Living with Unpredictability: Part 1

Living with COVID-19 has brought about significant changes for everyone, and they keep coming. Kate and I are no exception; however, I am especially mindful that Kate’s Alzheimer’s is also undergoing changes that have upset the very nice routine we have had for years. I’m a person who likes consistency but “Living with Alzheimer’s” means increasing unpredictability. Her sleeping “pattern” is a good example.

Before Kate’s diagnosis, we tended to follow a regular schedule each day of the week although it changed periodically with other changes in our lives. That has been true true since the diagnosis as well.

Until about two years ago, her daily schedule meshed rather well with mine. I got up around 6:00. That gave me time to have breakfast, take my morning walk, and take care of email and household chores. She got up between 8:00 and 9:30. That is when we started going to Panera almost every morning and the café in Barnes & Noble in the afternoon. Add eating out for lunch and dinner, and we had a full day. Then we enjoyed a little time for relaxation at home before going to bed.

- - - -

Work order 1
Using the passage on living with unpredictability, answer each question:
(a) What does the writer name as a good example of increasing unpredictability?
(b) Around what time did the writer get up until about two years ago?
(c) Where did the two of them go in the afternoon?
Work order 2
Copy the passage on living with unpredictability from "Living with Unpredictability: Part" up to and including "a good example.".

- - - -

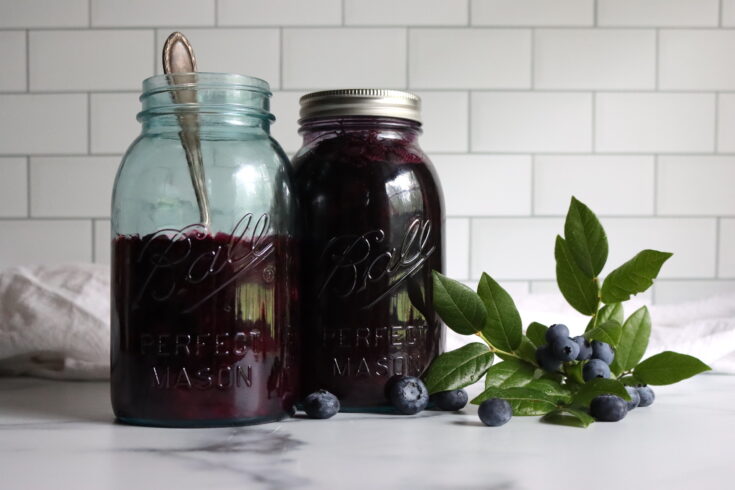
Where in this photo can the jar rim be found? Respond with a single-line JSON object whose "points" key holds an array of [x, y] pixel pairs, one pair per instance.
{"points": [[205, 80]]}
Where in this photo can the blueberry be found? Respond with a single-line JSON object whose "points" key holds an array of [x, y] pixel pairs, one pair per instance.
{"points": [[558, 331], [450, 401], [647, 395], [585, 348], [565, 350], [602, 351], [608, 408], [635, 398], [546, 359], [495, 412], [409, 395], [595, 368], [321, 405]]}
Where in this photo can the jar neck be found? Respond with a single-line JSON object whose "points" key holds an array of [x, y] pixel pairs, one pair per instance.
{"points": [[207, 102], [369, 126]]}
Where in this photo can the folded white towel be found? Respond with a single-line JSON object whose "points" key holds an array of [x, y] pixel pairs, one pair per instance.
{"points": [[54, 322]]}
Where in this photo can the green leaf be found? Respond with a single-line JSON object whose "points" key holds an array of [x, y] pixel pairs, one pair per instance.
{"points": [[524, 401], [634, 276], [579, 290], [586, 239], [599, 386], [536, 332], [668, 368], [613, 311], [458, 368], [569, 416], [509, 374], [503, 325], [552, 388], [458, 306], [633, 341], [609, 332]]}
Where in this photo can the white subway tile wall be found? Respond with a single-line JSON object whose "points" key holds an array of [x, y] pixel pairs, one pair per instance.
{"points": [[627, 104]]}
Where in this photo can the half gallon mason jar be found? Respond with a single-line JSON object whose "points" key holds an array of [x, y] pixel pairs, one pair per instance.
{"points": [[371, 232], [203, 282]]}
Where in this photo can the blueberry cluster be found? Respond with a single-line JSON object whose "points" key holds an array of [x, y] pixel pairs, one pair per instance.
{"points": [[597, 356], [612, 408]]}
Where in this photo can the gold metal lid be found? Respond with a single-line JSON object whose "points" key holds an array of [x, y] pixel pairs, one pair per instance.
{"points": [[361, 102]]}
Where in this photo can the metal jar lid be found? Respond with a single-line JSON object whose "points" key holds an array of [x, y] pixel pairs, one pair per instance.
{"points": [[361, 102]]}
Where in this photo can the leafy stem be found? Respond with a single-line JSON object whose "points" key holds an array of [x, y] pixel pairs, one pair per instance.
{"points": [[494, 349]]}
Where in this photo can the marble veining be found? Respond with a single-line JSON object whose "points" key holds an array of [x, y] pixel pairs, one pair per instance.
{"points": [[62, 434]]}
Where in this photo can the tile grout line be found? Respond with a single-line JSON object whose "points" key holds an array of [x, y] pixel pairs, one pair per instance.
{"points": [[280, 58], [655, 184], [89, 123], [94, 231], [524, 27], [408, 58], [533, 185], [469, 247], [469, 121], [594, 13], [532, 71], [593, 133], [717, 122], [656, 59], [28, 60], [718, 235], [28, 187]]}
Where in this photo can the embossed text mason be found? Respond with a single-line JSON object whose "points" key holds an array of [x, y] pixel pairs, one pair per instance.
{"points": [[371, 231]]}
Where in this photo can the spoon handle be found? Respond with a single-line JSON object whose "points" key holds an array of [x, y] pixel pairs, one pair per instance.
{"points": [[179, 63]]}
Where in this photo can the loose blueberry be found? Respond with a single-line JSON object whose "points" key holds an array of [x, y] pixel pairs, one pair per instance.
{"points": [[495, 412], [585, 348], [450, 401], [602, 351], [608, 408], [557, 331], [565, 350], [635, 398], [321, 405], [595, 368], [546, 359], [409, 395], [647, 395]]}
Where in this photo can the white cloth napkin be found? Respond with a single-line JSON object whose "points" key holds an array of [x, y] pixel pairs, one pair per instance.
{"points": [[54, 323]]}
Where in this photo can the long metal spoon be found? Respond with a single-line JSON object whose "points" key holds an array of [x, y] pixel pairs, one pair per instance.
{"points": [[180, 64]]}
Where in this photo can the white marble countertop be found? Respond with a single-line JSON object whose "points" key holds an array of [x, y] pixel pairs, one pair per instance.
{"points": [[61, 435]]}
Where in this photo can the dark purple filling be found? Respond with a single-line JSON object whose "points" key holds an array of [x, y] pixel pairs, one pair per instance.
{"points": [[201, 328]]}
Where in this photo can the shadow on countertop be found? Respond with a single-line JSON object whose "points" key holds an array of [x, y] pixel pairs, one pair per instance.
{"points": [[44, 401]]}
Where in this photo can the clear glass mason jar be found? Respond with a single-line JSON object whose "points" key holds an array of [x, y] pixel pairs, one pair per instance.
{"points": [[371, 232], [203, 283]]}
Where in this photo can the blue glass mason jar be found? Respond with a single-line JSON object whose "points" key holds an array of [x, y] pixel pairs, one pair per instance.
{"points": [[203, 269]]}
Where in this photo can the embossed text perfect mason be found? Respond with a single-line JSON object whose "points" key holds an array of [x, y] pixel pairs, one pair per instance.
{"points": [[371, 232]]}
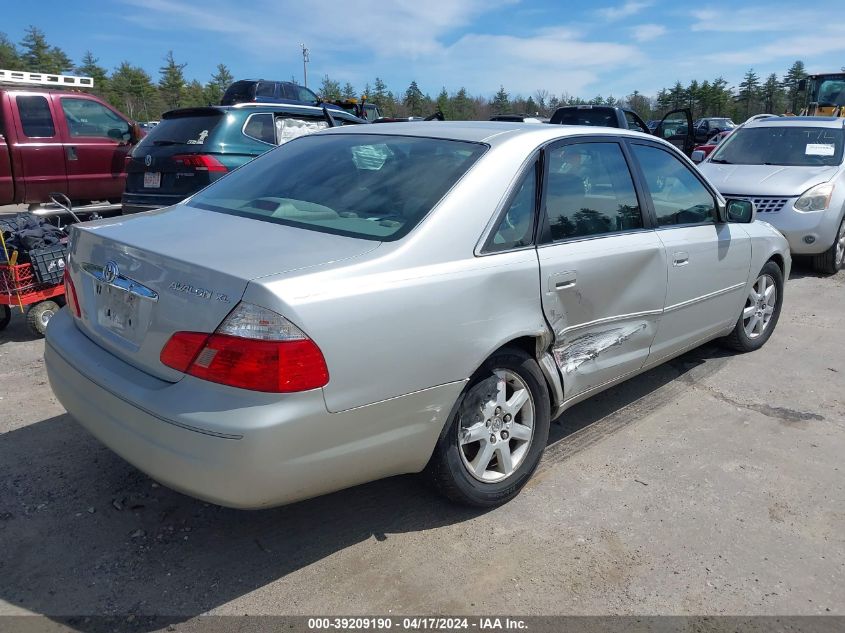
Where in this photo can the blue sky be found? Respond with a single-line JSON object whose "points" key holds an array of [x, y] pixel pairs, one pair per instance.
{"points": [[575, 47]]}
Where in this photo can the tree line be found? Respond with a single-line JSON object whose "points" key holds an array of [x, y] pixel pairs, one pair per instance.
{"points": [[133, 90]]}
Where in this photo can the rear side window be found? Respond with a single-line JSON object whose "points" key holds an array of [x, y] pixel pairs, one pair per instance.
{"points": [[678, 196], [265, 89], [260, 127], [589, 191], [88, 118], [184, 130], [361, 185], [36, 119], [602, 117]]}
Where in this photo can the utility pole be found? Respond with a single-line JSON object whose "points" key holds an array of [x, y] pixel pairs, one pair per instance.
{"points": [[305, 60]]}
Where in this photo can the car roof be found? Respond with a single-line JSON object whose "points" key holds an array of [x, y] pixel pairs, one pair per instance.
{"points": [[807, 121], [490, 132]]}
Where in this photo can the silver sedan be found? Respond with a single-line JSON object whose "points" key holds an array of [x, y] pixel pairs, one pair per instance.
{"points": [[362, 303]]}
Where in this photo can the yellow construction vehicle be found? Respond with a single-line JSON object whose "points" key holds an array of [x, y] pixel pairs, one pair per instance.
{"points": [[824, 94]]}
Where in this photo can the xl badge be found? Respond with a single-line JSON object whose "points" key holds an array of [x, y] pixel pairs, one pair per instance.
{"points": [[110, 272]]}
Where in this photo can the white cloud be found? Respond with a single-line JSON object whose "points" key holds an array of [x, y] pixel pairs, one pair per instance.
{"points": [[627, 9], [647, 32]]}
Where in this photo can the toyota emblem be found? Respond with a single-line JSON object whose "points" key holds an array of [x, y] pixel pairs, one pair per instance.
{"points": [[110, 272]]}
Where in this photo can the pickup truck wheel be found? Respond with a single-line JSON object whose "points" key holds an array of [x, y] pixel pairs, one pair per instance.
{"points": [[760, 313], [494, 441], [831, 261], [39, 315]]}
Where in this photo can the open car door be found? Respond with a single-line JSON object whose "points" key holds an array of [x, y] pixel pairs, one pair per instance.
{"points": [[676, 127]]}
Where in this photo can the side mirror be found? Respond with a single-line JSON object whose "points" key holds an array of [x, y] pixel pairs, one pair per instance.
{"points": [[135, 133], [740, 211]]}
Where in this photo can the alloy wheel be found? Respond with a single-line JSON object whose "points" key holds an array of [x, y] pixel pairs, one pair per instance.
{"points": [[759, 306], [495, 441]]}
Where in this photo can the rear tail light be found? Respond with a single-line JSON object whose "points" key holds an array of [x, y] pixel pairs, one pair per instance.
{"points": [[254, 348], [70, 295], [200, 162]]}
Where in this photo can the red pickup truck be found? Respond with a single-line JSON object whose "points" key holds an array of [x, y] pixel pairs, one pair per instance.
{"points": [[60, 140]]}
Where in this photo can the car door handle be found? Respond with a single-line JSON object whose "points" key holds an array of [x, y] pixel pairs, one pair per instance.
{"points": [[562, 281]]}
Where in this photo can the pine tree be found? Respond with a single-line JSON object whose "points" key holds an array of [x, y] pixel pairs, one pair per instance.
{"points": [[348, 91], [171, 85], [414, 100], [501, 102], [218, 84], [796, 73], [90, 68], [38, 56], [9, 57], [749, 90], [329, 89]]}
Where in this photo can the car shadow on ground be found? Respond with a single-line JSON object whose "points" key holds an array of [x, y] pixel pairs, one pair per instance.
{"points": [[84, 533]]}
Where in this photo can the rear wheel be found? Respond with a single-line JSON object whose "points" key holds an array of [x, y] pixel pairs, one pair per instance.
{"points": [[39, 316], [831, 261], [494, 441], [760, 313]]}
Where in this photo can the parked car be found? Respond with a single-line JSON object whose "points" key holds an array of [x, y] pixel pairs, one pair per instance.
{"points": [[192, 147], [708, 127], [792, 168], [700, 152], [520, 118], [60, 141], [270, 91], [674, 127], [370, 301]]}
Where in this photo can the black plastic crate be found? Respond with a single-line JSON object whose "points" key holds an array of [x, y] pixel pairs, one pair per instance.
{"points": [[49, 263]]}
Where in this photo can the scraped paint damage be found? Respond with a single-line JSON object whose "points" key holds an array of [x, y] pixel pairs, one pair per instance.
{"points": [[571, 356]]}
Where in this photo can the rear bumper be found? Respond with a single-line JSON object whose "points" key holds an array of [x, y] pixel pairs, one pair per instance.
{"points": [[233, 447], [139, 202], [797, 227]]}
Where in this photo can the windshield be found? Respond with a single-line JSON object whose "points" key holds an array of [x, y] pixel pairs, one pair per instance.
{"points": [[783, 145], [831, 92], [362, 185], [184, 130]]}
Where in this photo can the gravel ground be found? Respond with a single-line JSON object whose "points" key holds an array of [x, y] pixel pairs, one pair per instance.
{"points": [[710, 485]]}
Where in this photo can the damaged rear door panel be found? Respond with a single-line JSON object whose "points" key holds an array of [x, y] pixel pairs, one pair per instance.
{"points": [[602, 266]]}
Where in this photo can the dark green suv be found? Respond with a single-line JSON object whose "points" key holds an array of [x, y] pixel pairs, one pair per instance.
{"points": [[192, 147]]}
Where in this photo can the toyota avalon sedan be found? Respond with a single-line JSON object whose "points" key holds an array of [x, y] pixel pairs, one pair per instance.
{"points": [[365, 302], [793, 168]]}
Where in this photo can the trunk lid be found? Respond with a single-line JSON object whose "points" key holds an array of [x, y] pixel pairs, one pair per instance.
{"points": [[181, 268]]}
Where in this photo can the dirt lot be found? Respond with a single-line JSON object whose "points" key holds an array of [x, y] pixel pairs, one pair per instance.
{"points": [[711, 485]]}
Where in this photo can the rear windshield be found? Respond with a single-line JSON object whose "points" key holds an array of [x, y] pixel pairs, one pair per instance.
{"points": [[586, 116], [238, 92], [794, 146], [369, 186], [193, 129]]}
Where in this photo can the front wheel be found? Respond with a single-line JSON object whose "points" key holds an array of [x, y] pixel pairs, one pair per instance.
{"points": [[39, 316], [832, 260], [494, 441], [760, 313]]}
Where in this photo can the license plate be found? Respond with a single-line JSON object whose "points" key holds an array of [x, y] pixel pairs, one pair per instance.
{"points": [[117, 309], [152, 179]]}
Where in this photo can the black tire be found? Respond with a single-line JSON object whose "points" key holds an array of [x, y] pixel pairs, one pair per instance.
{"points": [[39, 315], [739, 339], [831, 261], [446, 468]]}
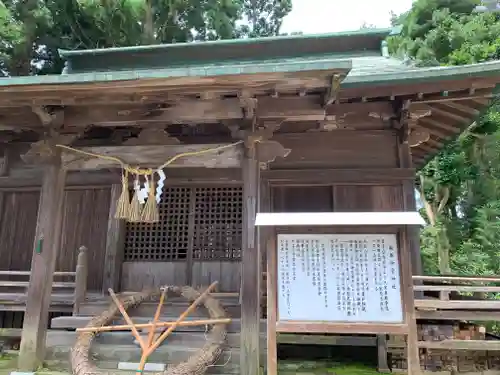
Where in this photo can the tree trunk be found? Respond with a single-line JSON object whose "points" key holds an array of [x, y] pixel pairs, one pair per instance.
{"points": [[148, 30]]}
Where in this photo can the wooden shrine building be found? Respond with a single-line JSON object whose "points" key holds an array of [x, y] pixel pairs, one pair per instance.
{"points": [[323, 123]]}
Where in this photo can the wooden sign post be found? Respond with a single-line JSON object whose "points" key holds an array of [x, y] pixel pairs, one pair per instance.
{"points": [[340, 273]]}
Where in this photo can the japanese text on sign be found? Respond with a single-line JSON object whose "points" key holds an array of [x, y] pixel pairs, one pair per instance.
{"points": [[344, 277]]}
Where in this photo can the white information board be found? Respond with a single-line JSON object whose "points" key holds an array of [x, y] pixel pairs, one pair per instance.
{"points": [[339, 278]]}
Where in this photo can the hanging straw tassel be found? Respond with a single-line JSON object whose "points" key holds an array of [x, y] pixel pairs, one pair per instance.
{"points": [[150, 213], [134, 213], [123, 204]]}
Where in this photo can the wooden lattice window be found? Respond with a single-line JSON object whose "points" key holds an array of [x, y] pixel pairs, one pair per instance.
{"points": [[210, 216], [218, 223], [166, 240]]}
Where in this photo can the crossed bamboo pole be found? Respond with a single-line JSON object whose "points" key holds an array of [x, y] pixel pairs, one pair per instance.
{"points": [[151, 344]]}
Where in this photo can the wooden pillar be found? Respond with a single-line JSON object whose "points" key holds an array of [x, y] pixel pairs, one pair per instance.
{"points": [[410, 204], [250, 269], [115, 239], [45, 249]]}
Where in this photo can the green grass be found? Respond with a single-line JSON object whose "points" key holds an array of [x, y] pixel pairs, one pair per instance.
{"points": [[322, 367]]}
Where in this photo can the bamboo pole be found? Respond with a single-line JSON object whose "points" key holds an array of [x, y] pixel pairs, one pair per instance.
{"points": [[189, 323], [127, 319], [152, 329], [165, 334]]}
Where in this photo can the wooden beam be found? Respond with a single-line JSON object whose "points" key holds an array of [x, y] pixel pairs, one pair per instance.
{"points": [[481, 95], [293, 108], [229, 157], [114, 244], [334, 176], [250, 269], [450, 114], [458, 106], [447, 127], [46, 247]]}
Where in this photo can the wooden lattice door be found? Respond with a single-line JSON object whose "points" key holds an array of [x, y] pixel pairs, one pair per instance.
{"points": [[198, 240]]}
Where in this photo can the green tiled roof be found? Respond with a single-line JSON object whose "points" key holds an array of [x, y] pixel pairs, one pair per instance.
{"points": [[227, 52], [357, 53]]}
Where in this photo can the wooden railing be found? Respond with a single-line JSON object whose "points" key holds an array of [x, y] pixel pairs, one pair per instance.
{"points": [[458, 298], [67, 296]]}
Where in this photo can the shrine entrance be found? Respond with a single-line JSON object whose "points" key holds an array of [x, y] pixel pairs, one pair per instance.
{"points": [[196, 242]]}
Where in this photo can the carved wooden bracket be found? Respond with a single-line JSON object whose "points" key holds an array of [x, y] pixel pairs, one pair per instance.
{"points": [[268, 151], [52, 119], [248, 105], [418, 136], [333, 90], [152, 136], [45, 150]]}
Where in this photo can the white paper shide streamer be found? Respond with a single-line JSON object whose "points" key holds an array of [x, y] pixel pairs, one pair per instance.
{"points": [[159, 187], [143, 194]]}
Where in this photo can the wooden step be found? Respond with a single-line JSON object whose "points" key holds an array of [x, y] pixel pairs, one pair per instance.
{"points": [[63, 367], [68, 338], [148, 309], [131, 353], [73, 322]]}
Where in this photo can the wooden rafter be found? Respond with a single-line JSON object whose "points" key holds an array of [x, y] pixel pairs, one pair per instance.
{"points": [[450, 114], [461, 107]]}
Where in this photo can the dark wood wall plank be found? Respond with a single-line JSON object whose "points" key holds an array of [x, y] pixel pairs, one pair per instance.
{"points": [[339, 149], [85, 224], [17, 229]]}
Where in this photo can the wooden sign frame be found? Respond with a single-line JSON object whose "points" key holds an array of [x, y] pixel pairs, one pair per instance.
{"points": [[408, 327]]}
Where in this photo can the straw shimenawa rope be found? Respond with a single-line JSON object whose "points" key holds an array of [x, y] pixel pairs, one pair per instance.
{"points": [[131, 210], [82, 364]]}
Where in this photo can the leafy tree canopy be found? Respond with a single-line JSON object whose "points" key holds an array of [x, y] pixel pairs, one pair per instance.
{"points": [[31, 31], [460, 187]]}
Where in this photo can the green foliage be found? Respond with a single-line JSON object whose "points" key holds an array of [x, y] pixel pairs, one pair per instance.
{"points": [[31, 31], [462, 183]]}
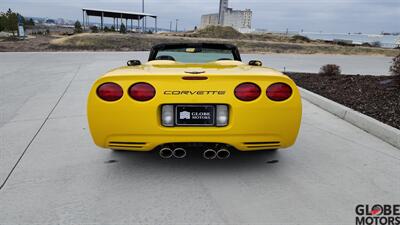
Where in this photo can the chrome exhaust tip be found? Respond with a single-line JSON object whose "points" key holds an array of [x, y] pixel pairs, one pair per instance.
{"points": [[179, 153], [210, 154], [165, 153], [223, 154]]}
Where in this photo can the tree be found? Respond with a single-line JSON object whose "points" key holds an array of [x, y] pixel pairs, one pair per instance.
{"points": [[30, 22], [2, 22], [395, 68], [94, 29], [10, 21], [122, 29], [78, 27]]}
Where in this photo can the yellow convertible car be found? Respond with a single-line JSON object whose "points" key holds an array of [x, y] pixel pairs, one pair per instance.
{"points": [[198, 97]]}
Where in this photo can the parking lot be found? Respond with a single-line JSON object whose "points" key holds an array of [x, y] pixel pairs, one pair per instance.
{"points": [[52, 173]]}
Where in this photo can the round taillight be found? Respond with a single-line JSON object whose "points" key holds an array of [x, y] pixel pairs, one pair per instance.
{"points": [[142, 92], [110, 92], [279, 92], [247, 92]]}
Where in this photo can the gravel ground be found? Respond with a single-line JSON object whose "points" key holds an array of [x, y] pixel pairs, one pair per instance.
{"points": [[375, 96]]}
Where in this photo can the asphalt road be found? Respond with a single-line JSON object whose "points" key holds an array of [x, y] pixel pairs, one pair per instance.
{"points": [[52, 173]]}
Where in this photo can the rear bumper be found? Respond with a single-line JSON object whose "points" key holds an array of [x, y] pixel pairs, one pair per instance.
{"points": [[239, 142]]}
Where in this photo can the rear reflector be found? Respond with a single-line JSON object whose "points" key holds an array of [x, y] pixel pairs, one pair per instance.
{"points": [[110, 92], [279, 92], [142, 92], [247, 92], [195, 78]]}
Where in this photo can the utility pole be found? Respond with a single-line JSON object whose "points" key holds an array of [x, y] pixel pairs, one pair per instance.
{"points": [[143, 16]]}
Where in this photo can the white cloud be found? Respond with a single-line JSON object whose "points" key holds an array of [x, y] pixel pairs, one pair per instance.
{"points": [[315, 15]]}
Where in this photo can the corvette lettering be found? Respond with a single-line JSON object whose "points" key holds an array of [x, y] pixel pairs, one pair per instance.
{"points": [[194, 92]]}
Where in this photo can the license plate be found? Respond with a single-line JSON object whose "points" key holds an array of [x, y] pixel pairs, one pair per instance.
{"points": [[195, 115]]}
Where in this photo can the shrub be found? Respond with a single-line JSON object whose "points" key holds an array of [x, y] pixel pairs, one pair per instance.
{"points": [[94, 29], [395, 68], [122, 29], [330, 70], [78, 27], [376, 44], [300, 38]]}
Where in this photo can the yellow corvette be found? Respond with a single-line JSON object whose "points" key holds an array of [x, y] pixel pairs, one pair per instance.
{"points": [[194, 96]]}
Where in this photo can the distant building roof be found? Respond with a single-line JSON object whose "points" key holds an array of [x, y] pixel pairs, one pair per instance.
{"points": [[116, 13]]}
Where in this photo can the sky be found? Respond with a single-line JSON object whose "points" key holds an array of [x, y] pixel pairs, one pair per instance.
{"points": [[335, 16]]}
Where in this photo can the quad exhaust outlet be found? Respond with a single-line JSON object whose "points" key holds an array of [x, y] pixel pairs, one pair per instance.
{"points": [[179, 153], [210, 154], [223, 154], [167, 153]]}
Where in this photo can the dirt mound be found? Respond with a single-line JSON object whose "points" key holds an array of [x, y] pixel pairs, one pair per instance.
{"points": [[219, 32]]}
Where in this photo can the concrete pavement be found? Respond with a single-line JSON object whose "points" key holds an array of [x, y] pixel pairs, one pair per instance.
{"points": [[53, 173]]}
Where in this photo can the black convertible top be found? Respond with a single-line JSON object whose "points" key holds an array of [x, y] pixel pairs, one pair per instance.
{"points": [[161, 47]]}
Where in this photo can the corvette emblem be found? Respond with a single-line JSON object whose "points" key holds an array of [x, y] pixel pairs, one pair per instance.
{"points": [[195, 72]]}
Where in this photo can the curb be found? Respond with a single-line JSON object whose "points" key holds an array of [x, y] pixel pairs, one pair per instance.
{"points": [[384, 132]]}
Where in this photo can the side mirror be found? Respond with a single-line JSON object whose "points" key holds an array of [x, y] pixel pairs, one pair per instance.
{"points": [[134, 63], [255, 63]]}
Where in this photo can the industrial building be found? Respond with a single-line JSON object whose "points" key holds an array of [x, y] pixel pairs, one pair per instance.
{"points": [[238, 19], [119, 17]]}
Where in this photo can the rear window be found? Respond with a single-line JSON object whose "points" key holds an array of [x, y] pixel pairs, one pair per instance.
{"points": [[195, 55]]}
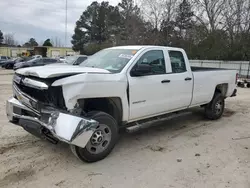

- - - -

Answer section 1
(a) Kate's sleeping "pattern"
(b) Around 6:00
(c) The café in Barnes & Noble

Answer section 2
Living with Unpredictability: Part 1

Living with COVID-19 has brought about significant changes for everyone, and they keep coming. Kate and I are no exception; however, I am especially mindful that Kate’s Alzheimer’s is also undergoing changes that have upset the very nice routine we have had for years. I’m a person who likes consistency but “Living with Alzheimer’s” means increasing unpredictability. Her sleeping “pattern” is a good example.